*Do this*.
Using the entries below, transcribe exactly the line containing "Could you please indicate the chair" and each line that follows it to the end.

*Records for this exercise*.
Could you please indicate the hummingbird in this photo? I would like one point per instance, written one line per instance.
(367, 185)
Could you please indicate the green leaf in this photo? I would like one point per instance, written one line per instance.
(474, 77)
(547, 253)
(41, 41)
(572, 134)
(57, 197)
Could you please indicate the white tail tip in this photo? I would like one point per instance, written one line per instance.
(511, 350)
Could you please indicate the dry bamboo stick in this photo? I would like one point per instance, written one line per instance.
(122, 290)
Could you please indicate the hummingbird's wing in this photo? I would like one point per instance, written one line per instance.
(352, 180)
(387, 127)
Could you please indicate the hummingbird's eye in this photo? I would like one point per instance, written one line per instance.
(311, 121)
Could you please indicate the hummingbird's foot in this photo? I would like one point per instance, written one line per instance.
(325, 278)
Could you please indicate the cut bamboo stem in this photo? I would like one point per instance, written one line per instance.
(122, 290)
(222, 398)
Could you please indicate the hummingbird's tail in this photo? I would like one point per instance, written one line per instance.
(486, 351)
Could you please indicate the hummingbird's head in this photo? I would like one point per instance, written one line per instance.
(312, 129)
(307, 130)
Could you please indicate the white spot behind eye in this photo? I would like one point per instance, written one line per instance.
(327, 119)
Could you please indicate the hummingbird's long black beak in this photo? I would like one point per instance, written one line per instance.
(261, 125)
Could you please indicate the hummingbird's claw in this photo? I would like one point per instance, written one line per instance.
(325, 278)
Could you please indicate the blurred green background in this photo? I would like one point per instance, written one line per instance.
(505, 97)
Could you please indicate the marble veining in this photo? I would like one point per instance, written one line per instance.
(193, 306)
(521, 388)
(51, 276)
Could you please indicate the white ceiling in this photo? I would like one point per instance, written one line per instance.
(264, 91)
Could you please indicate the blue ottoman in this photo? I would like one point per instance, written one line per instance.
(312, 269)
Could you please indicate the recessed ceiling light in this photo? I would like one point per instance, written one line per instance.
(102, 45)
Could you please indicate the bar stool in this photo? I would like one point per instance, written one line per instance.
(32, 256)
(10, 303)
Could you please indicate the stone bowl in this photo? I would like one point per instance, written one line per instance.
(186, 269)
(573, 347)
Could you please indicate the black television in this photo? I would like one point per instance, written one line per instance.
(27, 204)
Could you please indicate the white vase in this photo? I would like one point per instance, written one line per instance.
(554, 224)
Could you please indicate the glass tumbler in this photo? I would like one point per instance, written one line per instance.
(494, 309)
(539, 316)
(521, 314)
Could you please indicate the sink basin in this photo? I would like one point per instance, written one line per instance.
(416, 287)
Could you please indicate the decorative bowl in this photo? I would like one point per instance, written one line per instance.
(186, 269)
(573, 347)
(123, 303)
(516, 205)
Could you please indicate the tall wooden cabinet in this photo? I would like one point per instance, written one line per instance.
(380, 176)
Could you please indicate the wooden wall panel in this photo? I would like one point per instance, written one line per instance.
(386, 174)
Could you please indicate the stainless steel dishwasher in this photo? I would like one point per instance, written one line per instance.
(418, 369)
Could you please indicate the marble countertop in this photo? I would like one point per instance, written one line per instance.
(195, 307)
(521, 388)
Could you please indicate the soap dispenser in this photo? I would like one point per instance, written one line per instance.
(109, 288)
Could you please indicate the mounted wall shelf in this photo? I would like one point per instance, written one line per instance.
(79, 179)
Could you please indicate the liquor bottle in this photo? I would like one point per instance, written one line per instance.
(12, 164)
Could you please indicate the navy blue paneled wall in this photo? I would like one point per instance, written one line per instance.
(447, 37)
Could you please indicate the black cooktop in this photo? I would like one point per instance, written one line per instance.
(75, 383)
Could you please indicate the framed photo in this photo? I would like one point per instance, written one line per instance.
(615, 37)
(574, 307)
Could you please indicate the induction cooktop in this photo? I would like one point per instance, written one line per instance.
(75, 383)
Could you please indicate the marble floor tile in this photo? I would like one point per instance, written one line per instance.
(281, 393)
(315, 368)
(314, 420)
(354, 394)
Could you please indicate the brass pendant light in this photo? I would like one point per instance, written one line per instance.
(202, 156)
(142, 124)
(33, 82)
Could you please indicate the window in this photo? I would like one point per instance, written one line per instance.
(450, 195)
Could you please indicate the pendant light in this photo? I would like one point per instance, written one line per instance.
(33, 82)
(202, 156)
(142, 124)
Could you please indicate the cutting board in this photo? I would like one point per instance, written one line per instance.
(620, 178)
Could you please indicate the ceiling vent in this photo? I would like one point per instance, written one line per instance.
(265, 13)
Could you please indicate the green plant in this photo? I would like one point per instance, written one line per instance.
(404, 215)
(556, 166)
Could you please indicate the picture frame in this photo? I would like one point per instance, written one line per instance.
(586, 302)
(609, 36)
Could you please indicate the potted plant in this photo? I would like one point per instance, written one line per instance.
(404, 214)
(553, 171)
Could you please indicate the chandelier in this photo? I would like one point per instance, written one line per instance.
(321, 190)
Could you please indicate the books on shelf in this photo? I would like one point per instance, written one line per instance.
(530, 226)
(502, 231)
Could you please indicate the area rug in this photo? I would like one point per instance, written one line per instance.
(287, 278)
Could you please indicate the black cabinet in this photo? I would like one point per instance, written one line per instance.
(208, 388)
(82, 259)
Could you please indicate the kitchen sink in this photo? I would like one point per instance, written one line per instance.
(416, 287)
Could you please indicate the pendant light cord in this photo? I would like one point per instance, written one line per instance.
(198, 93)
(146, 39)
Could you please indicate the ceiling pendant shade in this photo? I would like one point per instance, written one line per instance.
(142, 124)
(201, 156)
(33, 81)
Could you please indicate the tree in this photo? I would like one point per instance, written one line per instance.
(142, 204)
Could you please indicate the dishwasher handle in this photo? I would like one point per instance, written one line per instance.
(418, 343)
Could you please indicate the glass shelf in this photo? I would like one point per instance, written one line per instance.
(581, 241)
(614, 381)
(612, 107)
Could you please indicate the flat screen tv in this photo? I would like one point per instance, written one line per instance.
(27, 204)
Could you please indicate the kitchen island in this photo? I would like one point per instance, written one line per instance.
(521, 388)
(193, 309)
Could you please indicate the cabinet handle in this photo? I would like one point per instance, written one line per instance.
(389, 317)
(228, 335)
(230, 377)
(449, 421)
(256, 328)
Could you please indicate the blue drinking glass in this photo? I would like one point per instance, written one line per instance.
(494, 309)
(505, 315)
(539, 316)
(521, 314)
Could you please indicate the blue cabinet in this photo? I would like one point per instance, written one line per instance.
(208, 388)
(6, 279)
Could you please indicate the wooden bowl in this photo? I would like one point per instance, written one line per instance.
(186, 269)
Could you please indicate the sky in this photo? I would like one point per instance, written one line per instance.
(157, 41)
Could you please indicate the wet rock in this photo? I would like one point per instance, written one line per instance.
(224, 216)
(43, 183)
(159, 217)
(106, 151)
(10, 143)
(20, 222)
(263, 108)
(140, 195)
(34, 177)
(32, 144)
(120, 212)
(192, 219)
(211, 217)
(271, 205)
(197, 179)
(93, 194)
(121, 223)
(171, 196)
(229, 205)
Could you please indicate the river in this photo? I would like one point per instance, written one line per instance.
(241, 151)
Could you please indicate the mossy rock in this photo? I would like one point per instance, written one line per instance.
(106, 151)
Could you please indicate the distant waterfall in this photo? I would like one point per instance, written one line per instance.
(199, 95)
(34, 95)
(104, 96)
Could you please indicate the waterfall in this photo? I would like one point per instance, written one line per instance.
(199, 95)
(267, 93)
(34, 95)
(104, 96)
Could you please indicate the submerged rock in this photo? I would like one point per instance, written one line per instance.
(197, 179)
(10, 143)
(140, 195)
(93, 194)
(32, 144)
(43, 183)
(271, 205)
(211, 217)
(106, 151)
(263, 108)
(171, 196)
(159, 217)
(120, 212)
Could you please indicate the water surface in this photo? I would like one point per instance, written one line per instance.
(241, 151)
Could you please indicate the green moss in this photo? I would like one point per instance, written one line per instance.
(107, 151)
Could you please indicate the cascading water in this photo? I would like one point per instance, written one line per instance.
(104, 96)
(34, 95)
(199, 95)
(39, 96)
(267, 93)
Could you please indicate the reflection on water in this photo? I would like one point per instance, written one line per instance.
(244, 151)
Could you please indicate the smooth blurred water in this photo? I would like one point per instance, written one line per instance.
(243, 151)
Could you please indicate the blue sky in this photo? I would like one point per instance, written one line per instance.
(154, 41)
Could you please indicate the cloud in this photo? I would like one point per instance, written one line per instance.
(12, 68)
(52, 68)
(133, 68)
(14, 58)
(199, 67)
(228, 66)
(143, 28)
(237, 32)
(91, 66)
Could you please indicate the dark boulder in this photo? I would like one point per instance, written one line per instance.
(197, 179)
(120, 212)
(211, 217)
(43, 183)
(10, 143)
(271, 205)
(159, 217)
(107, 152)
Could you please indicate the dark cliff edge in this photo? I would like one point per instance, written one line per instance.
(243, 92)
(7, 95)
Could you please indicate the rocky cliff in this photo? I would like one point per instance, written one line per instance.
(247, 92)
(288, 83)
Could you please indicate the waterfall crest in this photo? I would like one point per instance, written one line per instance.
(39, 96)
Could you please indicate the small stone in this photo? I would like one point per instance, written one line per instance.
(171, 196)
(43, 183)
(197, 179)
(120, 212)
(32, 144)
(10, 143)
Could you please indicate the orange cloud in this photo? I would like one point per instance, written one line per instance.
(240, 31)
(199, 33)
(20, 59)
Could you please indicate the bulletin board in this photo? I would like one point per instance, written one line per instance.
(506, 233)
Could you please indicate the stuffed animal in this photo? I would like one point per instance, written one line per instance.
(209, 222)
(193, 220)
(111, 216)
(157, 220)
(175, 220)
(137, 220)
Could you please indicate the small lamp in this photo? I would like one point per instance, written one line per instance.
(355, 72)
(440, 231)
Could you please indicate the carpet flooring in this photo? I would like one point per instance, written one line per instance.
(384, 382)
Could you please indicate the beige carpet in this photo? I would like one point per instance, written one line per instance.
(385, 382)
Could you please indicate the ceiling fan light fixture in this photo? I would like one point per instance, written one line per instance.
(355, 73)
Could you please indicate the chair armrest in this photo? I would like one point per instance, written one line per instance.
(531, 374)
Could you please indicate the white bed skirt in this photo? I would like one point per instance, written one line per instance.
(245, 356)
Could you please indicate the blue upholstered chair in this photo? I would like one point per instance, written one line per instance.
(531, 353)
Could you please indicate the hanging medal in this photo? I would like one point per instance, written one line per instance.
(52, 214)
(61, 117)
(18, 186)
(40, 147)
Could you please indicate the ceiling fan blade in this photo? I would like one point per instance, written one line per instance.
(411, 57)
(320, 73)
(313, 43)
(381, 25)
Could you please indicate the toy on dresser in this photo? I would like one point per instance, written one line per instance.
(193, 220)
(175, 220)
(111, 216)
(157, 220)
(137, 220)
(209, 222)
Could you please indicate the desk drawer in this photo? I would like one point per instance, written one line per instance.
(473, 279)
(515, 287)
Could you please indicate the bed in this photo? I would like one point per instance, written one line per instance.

*Task answer*.
Could you please indicate the chair armrest in this photo? I would like one point per instance, written one line per instance.
(531, 374)
Could you please indicate the white bed skirt in this photo? I would like one point per instance, written one line per instance.
(245, 356)
Could you please indicate the blue upholstered chair in this photo? I would like one point per instance, written one line per instance.
(531, 353)
Could you please indicate the hanging medal in this photo? I would like one point per instance, written one line per instance.
(52, 214)
(61, 117)
(18, 186)
(40, 147)
Could you please indicate the ceiling fan blade in this photo? I would like one point per instance, written one line per instance.
(411, 57)
(320, 73)
(313, 43)
(381, 25)
Could you please indicate the toy on dresser in this photo? I would like one point per instance, written one line per instance.
(193, 220)
(175, 220)
(111, 216)
(157, 220)
(137, 220)
(209, 222)
Could you please indicate the desk drawer in this photo? I would like one point per instance, written one line per instance.
(473, 279)
(515, 287)
Could you please indicate the bed in this photo? I would like one point per instance, written one line per instance.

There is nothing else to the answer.